- _SUPPLIED PASSAGE_
________________________
A graphical representation of data is another method of descriptive statistics. When we use descriptive statistics it is useful to summarize our group of data using a combination of tabulated description (i.e., tables), graphical description (i.e., graphs and charts). Examples of this visual representation are histograms, bar graphs and pie graphs, etc.,

This provides a quick method to make comparisons between different data sets and to spot the smallest and largest values and trends or changes over a period of time.

EXAMPLE:

Suppose we want to describe the test scores in a specific class of 30 students. We record all of the test scores and calculate the summary statistics and produce graphs.

The data displaying test scores of students is given to be:

75.34529, 73.1057, 81.27668, 76.54832, 80.33573, 66.98396, 86.81477, 76.22811, 74.31525, 94.8884, 67.77032, 83.61273, 73.68581, 79.04877, 81.98413, 66.21308, 68.74711, 81.38832, 85.73142, 76.68694, 76.6193, 78.08708, 86.12625, 87.3732, 83.0061, 91.79527, 96.52943, 72.14013, 79.55772, 73.57527.

The histogram for this data is given by:

TABLE OF STATISTIC:

STATISTIC    CLASS VALUE
   Mean 79.18
Range    66.21 – 96.53

These results indicate that the mean score of this class is 79.18. The scores range from 66.21 to 96.53, and the distribution is symmetrically centered around the mean. Collectively, this information gives us a pretty good picture of this specific class. There is no uncertainty surrounding these statistics because we gathered the scores for everyone in the class.
________________________
- _RECORDS PROVIDED_

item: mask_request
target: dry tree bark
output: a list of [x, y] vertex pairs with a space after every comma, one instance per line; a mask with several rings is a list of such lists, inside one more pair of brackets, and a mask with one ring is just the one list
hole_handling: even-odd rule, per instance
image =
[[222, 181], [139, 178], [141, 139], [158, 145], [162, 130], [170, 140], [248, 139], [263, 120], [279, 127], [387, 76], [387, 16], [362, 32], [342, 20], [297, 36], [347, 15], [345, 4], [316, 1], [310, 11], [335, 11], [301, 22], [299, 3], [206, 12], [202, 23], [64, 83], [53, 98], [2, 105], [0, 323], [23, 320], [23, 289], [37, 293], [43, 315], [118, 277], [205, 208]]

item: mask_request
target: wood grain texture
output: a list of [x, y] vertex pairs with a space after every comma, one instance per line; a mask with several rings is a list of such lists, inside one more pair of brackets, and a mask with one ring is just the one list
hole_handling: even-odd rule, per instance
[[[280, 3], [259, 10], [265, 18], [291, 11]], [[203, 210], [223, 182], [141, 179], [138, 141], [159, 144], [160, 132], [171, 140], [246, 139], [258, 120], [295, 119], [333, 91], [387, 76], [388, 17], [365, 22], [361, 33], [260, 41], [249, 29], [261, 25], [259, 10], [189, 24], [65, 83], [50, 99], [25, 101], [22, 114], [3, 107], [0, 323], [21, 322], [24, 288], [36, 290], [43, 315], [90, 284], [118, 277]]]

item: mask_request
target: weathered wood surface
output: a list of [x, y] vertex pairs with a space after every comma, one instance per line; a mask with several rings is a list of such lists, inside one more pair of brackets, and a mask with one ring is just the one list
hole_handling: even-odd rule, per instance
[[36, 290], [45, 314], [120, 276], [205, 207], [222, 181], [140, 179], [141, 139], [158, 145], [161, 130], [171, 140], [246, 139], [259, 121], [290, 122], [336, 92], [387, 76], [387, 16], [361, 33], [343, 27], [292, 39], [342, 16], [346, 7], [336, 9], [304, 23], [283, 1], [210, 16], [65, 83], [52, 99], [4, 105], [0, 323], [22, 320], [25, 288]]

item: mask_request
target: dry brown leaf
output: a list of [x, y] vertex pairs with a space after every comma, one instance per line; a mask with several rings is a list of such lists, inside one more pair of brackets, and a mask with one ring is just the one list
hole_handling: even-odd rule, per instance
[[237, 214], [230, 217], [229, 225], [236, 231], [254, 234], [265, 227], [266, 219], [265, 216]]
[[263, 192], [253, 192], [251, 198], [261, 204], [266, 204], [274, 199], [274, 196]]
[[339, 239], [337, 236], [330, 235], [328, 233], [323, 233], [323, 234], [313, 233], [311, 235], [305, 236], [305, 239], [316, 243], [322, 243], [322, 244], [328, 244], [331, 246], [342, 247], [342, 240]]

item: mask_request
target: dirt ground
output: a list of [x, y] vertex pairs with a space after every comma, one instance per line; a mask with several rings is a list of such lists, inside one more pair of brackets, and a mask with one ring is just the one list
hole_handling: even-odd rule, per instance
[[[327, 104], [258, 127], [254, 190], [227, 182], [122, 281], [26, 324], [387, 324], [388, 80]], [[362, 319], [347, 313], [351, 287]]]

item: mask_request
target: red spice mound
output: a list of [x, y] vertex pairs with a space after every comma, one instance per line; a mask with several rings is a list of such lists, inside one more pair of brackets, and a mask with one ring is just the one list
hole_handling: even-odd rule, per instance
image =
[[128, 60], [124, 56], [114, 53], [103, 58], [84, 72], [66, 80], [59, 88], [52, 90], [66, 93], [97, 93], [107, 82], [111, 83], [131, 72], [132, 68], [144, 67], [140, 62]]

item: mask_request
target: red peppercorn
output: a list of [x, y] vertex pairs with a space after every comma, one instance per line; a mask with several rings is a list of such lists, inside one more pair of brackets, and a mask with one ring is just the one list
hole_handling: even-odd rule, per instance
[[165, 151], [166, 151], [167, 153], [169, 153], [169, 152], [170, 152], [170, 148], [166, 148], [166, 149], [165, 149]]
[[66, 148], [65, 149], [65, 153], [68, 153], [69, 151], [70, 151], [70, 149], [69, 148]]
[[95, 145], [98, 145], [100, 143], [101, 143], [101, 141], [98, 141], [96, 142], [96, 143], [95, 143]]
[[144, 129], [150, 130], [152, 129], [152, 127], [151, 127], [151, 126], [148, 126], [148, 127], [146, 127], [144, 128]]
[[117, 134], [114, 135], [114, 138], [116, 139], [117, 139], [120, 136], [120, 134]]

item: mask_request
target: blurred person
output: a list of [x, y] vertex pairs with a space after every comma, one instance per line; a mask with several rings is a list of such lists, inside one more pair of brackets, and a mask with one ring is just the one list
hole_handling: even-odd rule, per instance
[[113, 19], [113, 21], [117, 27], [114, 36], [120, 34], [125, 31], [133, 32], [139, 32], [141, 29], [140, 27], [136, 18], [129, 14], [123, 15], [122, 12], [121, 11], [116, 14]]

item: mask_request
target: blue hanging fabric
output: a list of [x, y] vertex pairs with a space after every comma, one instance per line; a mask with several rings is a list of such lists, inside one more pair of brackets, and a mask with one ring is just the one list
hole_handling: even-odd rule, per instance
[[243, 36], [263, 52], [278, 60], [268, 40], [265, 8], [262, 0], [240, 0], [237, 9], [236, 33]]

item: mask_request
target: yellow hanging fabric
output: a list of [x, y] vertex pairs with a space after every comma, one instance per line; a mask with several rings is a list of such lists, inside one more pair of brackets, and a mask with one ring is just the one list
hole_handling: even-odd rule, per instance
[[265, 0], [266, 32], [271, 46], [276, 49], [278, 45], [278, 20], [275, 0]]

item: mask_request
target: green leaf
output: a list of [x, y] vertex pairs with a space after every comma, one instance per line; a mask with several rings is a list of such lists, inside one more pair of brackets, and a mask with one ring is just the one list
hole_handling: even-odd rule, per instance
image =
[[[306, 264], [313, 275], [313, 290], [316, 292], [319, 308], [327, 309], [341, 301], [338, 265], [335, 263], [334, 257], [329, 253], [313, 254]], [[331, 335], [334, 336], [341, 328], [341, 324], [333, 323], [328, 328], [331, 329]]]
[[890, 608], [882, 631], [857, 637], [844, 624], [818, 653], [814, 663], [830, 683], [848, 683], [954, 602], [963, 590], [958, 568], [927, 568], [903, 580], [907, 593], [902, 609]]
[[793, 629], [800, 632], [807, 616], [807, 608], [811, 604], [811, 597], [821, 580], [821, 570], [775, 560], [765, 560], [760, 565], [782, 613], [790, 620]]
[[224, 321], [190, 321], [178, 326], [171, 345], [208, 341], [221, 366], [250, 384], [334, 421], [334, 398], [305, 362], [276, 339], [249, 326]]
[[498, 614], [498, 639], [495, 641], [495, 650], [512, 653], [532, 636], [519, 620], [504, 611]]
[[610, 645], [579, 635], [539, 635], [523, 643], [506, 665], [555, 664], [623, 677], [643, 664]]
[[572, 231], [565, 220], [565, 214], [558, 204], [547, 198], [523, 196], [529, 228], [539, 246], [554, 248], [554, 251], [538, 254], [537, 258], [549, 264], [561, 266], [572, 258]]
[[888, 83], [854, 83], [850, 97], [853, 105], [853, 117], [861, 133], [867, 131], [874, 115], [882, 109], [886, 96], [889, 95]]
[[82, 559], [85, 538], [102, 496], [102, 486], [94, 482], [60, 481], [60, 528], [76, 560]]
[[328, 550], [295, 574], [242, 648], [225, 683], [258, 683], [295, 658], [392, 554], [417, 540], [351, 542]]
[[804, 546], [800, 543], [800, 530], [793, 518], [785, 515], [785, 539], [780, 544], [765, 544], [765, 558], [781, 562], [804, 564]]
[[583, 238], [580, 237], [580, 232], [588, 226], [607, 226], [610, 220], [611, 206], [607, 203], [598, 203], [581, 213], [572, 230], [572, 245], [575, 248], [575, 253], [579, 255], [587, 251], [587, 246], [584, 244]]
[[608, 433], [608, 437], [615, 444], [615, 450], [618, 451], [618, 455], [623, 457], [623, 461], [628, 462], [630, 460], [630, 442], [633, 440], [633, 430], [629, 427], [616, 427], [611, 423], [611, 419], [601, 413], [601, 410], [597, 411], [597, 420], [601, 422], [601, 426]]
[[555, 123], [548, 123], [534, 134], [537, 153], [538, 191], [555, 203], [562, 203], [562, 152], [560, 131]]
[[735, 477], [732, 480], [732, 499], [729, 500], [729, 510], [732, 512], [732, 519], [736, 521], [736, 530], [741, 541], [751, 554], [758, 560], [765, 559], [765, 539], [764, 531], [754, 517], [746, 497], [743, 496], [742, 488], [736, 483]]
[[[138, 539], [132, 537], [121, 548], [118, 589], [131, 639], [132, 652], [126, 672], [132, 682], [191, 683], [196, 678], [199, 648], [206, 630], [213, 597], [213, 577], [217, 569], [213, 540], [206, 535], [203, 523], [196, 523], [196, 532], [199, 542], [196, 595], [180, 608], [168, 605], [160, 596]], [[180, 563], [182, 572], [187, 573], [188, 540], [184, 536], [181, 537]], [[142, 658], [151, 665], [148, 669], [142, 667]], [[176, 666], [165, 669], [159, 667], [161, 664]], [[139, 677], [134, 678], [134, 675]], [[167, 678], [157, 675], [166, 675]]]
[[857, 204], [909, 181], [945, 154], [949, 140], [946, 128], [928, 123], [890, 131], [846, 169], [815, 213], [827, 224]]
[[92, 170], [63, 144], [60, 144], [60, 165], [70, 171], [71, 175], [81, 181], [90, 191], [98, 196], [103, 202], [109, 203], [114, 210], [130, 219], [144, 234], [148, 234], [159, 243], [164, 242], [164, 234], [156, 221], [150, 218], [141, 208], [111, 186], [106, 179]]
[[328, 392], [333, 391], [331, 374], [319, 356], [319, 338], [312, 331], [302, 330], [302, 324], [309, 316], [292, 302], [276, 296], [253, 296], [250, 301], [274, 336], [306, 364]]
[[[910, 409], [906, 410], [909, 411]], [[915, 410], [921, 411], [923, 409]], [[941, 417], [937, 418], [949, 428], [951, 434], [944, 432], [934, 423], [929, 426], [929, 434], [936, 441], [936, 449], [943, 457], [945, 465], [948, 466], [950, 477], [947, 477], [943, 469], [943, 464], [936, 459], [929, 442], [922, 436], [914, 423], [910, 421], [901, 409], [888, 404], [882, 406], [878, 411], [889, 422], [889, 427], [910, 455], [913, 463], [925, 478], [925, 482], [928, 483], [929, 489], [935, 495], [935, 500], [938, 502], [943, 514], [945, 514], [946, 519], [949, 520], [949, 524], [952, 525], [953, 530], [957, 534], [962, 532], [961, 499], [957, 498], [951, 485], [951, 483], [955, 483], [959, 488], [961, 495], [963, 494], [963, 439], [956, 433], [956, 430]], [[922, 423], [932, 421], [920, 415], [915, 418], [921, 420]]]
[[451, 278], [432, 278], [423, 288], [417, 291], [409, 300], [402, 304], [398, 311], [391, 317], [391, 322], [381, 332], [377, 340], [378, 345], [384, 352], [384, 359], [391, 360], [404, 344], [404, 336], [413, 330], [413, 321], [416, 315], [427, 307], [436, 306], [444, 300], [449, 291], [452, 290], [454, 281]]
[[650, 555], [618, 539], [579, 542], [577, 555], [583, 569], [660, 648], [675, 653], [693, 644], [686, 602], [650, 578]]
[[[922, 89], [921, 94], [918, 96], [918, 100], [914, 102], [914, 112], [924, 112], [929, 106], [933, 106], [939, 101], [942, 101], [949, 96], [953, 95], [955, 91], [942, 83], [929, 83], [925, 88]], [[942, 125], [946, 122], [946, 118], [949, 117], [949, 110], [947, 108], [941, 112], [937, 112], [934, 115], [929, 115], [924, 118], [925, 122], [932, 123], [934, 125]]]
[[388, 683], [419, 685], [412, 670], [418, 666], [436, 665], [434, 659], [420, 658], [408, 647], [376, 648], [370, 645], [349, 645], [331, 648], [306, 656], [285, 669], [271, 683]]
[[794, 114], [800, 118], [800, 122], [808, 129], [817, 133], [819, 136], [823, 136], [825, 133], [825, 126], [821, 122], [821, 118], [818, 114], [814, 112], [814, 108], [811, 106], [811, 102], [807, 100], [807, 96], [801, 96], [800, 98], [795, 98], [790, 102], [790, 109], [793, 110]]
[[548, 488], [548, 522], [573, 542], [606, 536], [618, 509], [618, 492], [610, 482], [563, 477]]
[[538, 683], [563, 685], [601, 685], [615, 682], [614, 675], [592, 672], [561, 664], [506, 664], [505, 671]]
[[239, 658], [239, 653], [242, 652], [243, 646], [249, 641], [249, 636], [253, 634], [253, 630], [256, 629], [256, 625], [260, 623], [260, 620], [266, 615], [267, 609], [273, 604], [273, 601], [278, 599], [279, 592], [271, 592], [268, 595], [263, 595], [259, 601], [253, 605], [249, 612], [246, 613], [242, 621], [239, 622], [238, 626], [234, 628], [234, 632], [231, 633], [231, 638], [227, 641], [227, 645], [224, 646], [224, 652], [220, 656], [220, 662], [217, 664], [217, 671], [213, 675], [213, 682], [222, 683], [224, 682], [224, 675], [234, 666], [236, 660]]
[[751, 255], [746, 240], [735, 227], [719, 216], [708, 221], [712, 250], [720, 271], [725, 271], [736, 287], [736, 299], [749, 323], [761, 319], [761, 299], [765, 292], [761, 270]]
________________________
- _WHAT TO WORK ON_
- A) Name every kind of graph that the passage on descriptive statistics gives as an example of visual representation.
- B) Rewrite everything from "The histogram for" down to "in the class." in the passage on descriptive statistics, putting "marks" in place of "scores".

- _TASK-BY-TASK SOLUTIONS_
- A) Histograms, bar graphs, and pie graphs.

- B)
The histogram for this data is given by:

TABLE OF STATISTIC:

STATISTIC    CLASS VALUE
   Mean 79.18
Range    66.21 – 96.53

These results indicate that the mean score of this class is 79.18. The marks range from 66.21 to 96.53, and the distribution is symmetrically centered around the mean. Collectively, this information gives us a pretty good picture of this specific class. There is no uncertainty surrounding these statistics because we gathered the marks for everyone in the class.